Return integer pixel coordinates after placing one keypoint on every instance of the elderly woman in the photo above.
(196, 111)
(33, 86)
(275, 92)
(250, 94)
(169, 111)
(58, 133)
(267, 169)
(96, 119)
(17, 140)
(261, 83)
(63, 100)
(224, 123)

***

PROBLEM STATEMENT: Scale all of the material above: write out every line again, the wording included, multiplying each coordinate in the answers by 1.55 and rounding to whole numbers, with halves rounded up.

FINISHED EXERCISE:
Return integer pixel coordinates after placing one keypoint on every instance of the elderly woman in the photo above.
(304, 172)
(51, 133)
(426, 143)
(388, 146)
(262, 172)
(90, 206)
(414, 262)
(149, 184)
(26, 217)
(405, 129)
(98, 155)
(347, 191)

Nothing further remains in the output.